Arrange each line of the items below as a row in a Markdown table with the columns Row and Line, skipping blank lines. Omit the pictures from your answer.

__Items from a point annotation set__.
## start

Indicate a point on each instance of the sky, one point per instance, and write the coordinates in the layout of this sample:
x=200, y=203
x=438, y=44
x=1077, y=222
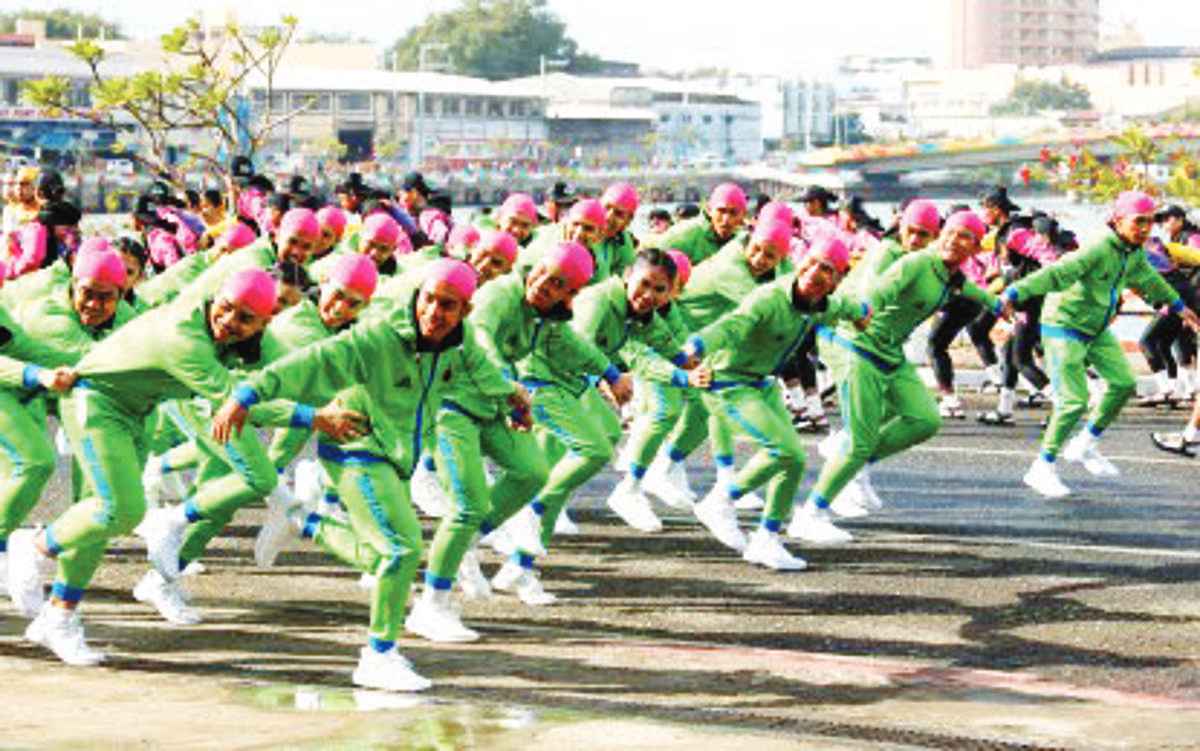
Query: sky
x=783, y=36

## end

__Expected answer__.
| Row | Line |
|---|---|
| 1 | Indicate a point on each instance of the sky, one point per instance, and write the coordinates in the layout of this sample: |
| 2 | x=200, y=203 |
| 3 | x=438, y=44 |
| 4 | x=1077, y=222 |
| 5 | Query: sky |
| 6 | x=783, y=36 |